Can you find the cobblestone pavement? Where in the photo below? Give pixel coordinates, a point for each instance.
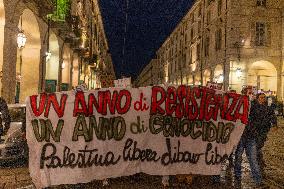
(16, 176)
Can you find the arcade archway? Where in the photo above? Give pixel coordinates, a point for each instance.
(218, 74)
(206, 76)
(263, 75)
(52, 64)
(65, 68)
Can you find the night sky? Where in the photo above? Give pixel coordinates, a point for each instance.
(149, 23)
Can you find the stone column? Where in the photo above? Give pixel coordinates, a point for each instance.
(226, 73)
(71, 70)
(9, 62)
(44, 41)
(61, 51)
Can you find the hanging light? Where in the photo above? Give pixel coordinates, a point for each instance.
(48, 55)
(21, 38)
(238, 72)
(63, 65)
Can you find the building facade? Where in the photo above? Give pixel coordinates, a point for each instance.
(148, 76)
(52, 45)
(232, 42)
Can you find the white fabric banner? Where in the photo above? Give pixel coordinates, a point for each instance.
(76, 137)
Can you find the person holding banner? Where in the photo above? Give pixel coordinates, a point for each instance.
(252, 140)
(263, 115)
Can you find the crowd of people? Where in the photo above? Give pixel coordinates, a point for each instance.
(262, 119)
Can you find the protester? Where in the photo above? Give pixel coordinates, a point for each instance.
(263, 116)
(5, 117)
(252, 140)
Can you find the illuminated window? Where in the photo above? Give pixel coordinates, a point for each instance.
(219, 7)
(218, 39)
(260, 34)
(261, 3)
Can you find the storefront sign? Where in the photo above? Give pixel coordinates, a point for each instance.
(76, 137)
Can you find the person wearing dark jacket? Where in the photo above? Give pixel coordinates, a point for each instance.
(5, 118)
(260, 121)
(263, 118)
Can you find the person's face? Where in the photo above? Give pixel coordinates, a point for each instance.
(261, 99)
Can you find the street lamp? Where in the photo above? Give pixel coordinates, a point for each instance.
(21, 41)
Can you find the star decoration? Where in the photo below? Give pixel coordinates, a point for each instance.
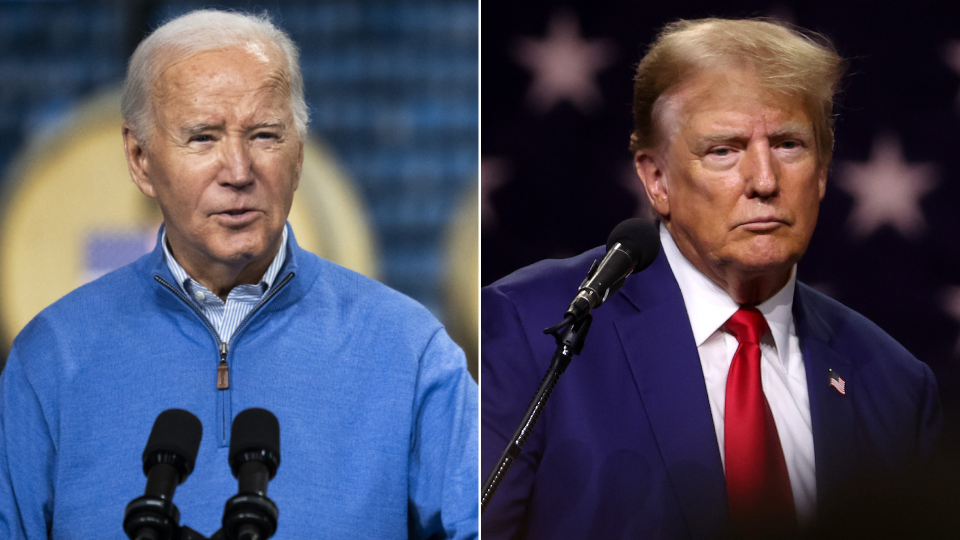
(951, 55)
(494, 173)
(564, 65)
(886, 189)
(951, 304)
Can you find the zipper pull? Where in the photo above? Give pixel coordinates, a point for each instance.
(223, 374)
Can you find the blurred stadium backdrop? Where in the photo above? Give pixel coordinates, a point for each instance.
(389, 186)
(556, 175)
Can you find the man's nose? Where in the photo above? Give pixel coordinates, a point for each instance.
(760, 171)
(238, 165)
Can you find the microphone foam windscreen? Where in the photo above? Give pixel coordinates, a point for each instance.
(639, 238)
(176, 431)
(254, 429)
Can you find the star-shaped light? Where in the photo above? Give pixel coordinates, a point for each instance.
(494, 173)
(886, 189)
(951, 55)
(564, 65)
(951, 304)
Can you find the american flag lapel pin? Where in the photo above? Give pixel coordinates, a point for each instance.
(838, 383)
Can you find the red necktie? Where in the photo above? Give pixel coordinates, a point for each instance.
(758, 486)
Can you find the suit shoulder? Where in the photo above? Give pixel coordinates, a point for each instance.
(855, 335)
(545, 277)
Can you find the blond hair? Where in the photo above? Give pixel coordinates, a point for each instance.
(787, 61)
(199, 31)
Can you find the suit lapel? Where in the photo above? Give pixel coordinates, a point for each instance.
(832, 414)
(659, 346)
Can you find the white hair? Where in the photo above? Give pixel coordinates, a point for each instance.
(195, 32)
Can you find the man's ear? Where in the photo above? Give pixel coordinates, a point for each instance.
(137, 162)
(822, 180)
(650, 169)
(296, 181)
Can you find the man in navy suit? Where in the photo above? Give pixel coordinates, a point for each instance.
(715, 394)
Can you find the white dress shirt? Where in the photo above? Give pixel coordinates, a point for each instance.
(242, 299)
(781, 366)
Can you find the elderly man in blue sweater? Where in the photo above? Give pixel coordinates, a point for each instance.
(378, 415)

········

» **Problem statement**: With the images omitted, retype the records above exactly.

» **Task output**:
Can you find the cobblestone pavement? Where in the photo below? Give pixel coordinates, a point for each instance.
(16, 176)
Can you find the arcade archway? Where in the photo above? Give pixel coordinates, a point for each instance.
(218, 74)
(206, 76)
(263, 75)
(52, 64)
(65, 68)
Can you find the night sky? Where in the photo above? Give pixel coordinates, a point for each instance.
(149, 23)
Can you find the stone column? Where in the photo above? Give pixel coordinates, a point for each instance.
(226, 73)
(71, 70)
(9, 62)
(44, 41)
(61, 51)
Can you find the hanging light? Where in the photo above? Give pixel coordinates, a point for each instance.
(48, 55)
(21, 38)
(238, 72)
(63, 65)
Can you find the building facade? Where in the photo above? Give pixel coordinates, a point for each instance.
(148, 76)
(52, 45)
(232, 42)
Can you find the white fabric banner? Where in the photo above? Give pixel coordinates, a point for each instance.
(76, 137)
Can you find the person holding banner? Where in the photo above? Give pixel coordinates, a point for each instance.
(252, 140)
(263, 115)
Can you find the crowd of people? Where in the photo above? Give pixel coordinates, a point for each instance.
(262, 119)
Can you find the protester? Where in the photo above? Give pixel coordinates, a point for each instance.
(263, 116)
(5, 117)
(252, 140)
Can you find the illuminated window? Where in the photo above? Give pixel coordinates, a point for each instance.
(219, 7)
(218, 39)
(260, 34)
(261, 3)
Can you find the storefront sign? Where in the photo above? Give pixel coordinates, a point for each instance.
(76, 137)
Can you find the person wearing dark jacket? Where in the photo above? Give pixel coordinates, a point for each instance.
(5, 118)
(260, 121)
(263, 118)
Can you find the person's face? Where in the photo above? Give pixel coordinates, a point for each instance.
(261, 99)
Can you find the street lamp? Where in the photo above? Give pixel coordinates, a point for each instance.
(21, 41)
Can you find the star decoration? Where in the photo below? Give pixel coordinates, a point for each instance.
(951, 55)
(494, 173)
(564, 65)
(886, 189)
(951, 304)
Can you find the zipper pull? Where in the photo above? Give pixel coordinates, a point for each instance.
(223, 374)
Can you find the blurred stadium backdrop? Where in the photo above? Give pixel coordinates, a point for each instance.
(389, 186)
(556, 175)
Can you find the man's nose? Where in the photo above? Give pixel coordinates, a point for each instance.
(760, 171)
(238, 165)
Can you find the microphone foam windscreen? Where in the photo above? Give pixel coordinates, a point for each instance.
(639, 238)
(176, 431)
(254, 429)
Can you find the star-shaped light? Where in the photo above? Give pixel coordinates, a point for each instance.
(494, 173)
(886, 189)
(951, 55)
(564, 65)
(951, 304)
Can you find the american flag lapel pin? Where in the photo above? Give pixel coordinates, a point for each instance.
(838, 383)
Can you find the red necktie? Where in the photo above? Give pixel coordinates, a point for each instance.
(758, 486)
Can you find the suit shoulder? Where in the photo above? Give pixel coordinates, a point for each instance.
(855, 335)
(545, 277)
Can you find the blond hair? Where in the photo above? Give pixel coordinates, a point for each instance.
(787, 61)
(199, 31)
Can you find the suit lapel? Where in the photo above? Give pixel coordinates, a point for each instance.
(832, 414)
(659, 346)
Can you find the white hair? Where in the photo above? Give pixel coordinates, a point for each instance.
(195, 32)
Can you find the man's ear? Where in the photo above? Give pixel coordinates, a point for each instance.
(137, 162)
(822, 180)
(650, 169)
(296, 181)
Can you find the man in navy suit? Where in the photo above? Give pixel coordinates, a point for each instance.
(715, 394)
Can you find the white dress shirt? Where in the photo above? Give pixel coordinates, a point for each instance.
(242, 299)
(781, 366)
Can you find the elderly man in blue sweater? Where in the photo above? Give pixel coordinates, a point for each instance.
(378, 415)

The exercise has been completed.